### [Texte source]
────────────────────

Les petites armées du Christ

par Viko
mardi 8 juillet 2025

 

Soleil

 

Abeille

 

Miel

 

Une trinité pour que l’homme goûte Dieu du bout de sa langue.

C’est la guerre, les petits avions d’amour noir et jaune se sont lancés avec comme mission d’aider les vierges des prairies, les chastes beautés capuchonnées, ces petites bonne sœurs coquettes à se multiplier dans la beauté du monde.

Tout est échange, c’est la base. Le voyage du pollen contre le nectar de la fleur, puis le retour à la ruche, le travail pour que la salive céleste descendue du soleil devienne miel.

 

Que dois-je rendre aux abeilles en échange de leur production dont je me délecte quasi quotidiennement ?...

Que devons nous offrir à la nature en échange de ce que son ventre et ses mains créent le jour et la nuit pour nous nourrir, nous chauffer, nous habiller, nous transporter, combler nos sens, combler les enfants rois que nous sommes ?...

 

La nature n’a besoin de rien. Une mère ne vous demandera rien en échange de ses sacrifices car le véritable amour n’attend rien en retour. C’est le receveur qui est en dette envers la vie. Une dette d’amour, une dette de sang, une dette de souffle, une dette de rien...

 

Et le rien est ce qu’il y a de plus dur à rendre, et le plus important aussi. Le rien exige tout de nous. Il exige que nous nous arrêtions pour prendre conscience de la vie en nous, qui n’est que retour d’elle à elle même...

────────────────────

### [Consigne]
Recopiez mot pour mot, s'il vous plaît, un passage du texte sur les abeilles : commencez aux mots « C’est la guerre, les » et arrêtez-vous après « délecte quasi quotidiennement ?... ».

Lignes du jeu de données:
────────────────────

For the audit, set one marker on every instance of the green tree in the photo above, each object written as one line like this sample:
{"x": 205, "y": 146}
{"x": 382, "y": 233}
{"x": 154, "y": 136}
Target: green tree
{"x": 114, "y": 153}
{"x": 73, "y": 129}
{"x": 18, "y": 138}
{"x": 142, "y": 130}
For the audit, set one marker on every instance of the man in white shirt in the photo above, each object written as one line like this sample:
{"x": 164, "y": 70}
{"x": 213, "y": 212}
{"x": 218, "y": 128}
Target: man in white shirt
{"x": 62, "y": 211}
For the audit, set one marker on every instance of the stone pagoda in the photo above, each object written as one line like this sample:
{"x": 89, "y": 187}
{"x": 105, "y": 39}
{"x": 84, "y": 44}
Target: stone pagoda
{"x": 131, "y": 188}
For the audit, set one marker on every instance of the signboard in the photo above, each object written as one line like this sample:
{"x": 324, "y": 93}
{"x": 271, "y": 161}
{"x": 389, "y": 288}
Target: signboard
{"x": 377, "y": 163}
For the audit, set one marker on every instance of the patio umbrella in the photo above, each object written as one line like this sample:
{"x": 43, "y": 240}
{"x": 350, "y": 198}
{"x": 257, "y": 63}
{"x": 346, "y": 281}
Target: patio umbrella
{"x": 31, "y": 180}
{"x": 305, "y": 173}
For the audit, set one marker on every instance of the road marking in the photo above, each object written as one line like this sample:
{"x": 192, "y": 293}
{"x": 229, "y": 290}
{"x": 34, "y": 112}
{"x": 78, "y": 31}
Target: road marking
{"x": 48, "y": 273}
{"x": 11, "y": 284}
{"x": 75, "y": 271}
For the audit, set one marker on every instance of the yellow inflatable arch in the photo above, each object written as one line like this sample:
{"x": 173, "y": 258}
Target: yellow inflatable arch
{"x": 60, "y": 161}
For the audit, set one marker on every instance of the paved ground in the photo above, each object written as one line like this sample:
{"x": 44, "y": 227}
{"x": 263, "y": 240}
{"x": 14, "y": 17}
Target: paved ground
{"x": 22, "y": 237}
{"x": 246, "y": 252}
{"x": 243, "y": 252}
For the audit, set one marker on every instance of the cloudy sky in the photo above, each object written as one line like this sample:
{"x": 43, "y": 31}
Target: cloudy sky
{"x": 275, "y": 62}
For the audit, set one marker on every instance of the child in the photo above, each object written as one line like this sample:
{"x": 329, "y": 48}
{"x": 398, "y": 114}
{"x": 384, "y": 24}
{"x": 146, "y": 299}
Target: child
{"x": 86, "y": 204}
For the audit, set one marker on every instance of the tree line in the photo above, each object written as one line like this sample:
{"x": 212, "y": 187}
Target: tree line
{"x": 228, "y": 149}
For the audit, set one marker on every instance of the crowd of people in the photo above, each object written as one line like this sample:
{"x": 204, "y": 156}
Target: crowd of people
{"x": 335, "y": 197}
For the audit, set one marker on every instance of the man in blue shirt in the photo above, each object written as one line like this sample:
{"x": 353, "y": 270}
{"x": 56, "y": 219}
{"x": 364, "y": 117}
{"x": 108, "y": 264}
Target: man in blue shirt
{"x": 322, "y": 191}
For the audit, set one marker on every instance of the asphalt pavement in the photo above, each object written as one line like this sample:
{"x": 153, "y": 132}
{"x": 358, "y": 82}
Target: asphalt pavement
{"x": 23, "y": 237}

────────────────────

### [Réponse]
C’est la guerre, les petits avions d’amour noir et jaune se sont lancés avec comme mission d’aider les vierges des prairies, les chastes beautés capuchonnées, ces petites bonne sœurs coquettes à se multiplier dans la beauté du monde.

Tout est échange, c’est la base. Le voyage du pollen contre le nectar de la fleur, puis le retour à la ruche, le travail pour que la salive céleste descendue du soleil devienne miel.

 

Que dois-je rendre aux abeilles en échange de leur production dont je me délecte quasi quotidiennement ?...